**PROBLEM:**
In the passage on PHP reference performance, what averaged time does it report for TimeB in the large array test?

**GIVEN PASSAGE:**
TimeA averaged 542.497 microseconds
TimeB averaged 294.44 microseconds

It was ~45% faster to use a reference here.
So when working with large strings, it is a lot more performant to alter the existing string, than to copy the passed string and return it.

On a large array:

function funcA() {
    $str = str_shuffle("0123456789");
    $str = str_repeat($str, 10000);
    $str = explode('0', $str);
    $str = changeData1($str);
    count($str);
};
function funcB() {
    $str = str_shuffle("0123456789");
    $str = str_repeat($str, 10000);
    $str = explode('0', $str);
    changeData2($str);
    count($str);
};
//setup (only run once):
function changeData1($data) {
    $data[] = " World";
    return $data;
}
function changeData2(&$data) {
    $data[] = " World";
}

outputs:

TimeA averaged 2980.23 microseconds
TimeB averaged 2028.161 microseconds

So we took ~32% off the processing time here by passing our variable by reference.

we can also use the reference operator `&` in a regular `foreach` loop.

Here’s an example:

function funcA() {
    $str = str_shuffle("0123456789");
    $str = str_repeat($str, 1000);
    $str = explode('0', $str);
    foreach($str as $k => $v) {
        $str[$k] .= 'a'; //<-- we have to look up the key every iteration!
    }
    count($str);
};
function funcB() {
    $str = str_shuffle("0123456789");
    $str = str_repeat($str, 1000);
    $str = explode('0', $str);
    foreach($str as &$v) { //<-- & used here, and no key required any more
        $v .= 'a'; //<-- modify the value in the array using the reference 
    }
    count($str);
};

And our survey says:

TimeA averaged 296.358 microseconds
TimeB averaged 160.289 microseconds

Sooooo…. We nearly improve the performance of this code by ~54%, just by using a reference instead of modifying the array values by key.

**LISTING:**
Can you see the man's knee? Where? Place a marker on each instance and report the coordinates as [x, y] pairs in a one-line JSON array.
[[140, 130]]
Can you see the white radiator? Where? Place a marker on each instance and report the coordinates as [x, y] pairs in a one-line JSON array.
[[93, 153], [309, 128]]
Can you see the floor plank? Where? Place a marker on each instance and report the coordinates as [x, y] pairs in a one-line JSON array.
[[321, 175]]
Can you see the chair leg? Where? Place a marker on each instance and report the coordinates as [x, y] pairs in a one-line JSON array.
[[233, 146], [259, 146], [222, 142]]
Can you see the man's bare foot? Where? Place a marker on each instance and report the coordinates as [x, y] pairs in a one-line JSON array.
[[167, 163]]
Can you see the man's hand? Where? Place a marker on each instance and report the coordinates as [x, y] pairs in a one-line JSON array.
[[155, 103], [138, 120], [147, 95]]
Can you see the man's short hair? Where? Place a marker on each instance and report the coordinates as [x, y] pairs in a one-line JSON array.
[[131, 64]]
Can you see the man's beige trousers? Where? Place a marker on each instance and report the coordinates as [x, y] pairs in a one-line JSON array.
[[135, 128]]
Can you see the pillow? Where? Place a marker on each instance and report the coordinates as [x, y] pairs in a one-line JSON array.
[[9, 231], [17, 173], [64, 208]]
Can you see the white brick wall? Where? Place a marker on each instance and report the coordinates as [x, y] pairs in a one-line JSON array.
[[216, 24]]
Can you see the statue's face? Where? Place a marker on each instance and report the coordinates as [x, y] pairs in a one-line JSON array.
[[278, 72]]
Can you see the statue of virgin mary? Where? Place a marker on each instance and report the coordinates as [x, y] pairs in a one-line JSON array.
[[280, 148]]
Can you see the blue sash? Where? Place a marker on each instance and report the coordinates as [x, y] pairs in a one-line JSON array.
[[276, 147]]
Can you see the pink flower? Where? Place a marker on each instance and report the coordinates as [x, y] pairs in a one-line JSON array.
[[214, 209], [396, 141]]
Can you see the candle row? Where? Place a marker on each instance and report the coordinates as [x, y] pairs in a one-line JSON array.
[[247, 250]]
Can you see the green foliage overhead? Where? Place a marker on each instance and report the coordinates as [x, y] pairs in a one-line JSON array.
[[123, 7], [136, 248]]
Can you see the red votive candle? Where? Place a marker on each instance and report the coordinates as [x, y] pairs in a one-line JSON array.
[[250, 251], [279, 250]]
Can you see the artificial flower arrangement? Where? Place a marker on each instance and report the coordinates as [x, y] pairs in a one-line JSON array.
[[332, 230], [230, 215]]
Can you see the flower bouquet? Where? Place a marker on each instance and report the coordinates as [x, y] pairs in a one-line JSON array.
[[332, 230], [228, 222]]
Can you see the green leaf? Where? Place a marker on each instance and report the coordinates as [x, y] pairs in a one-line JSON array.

**COMPLETED TASK:**
2028.161 microseconds.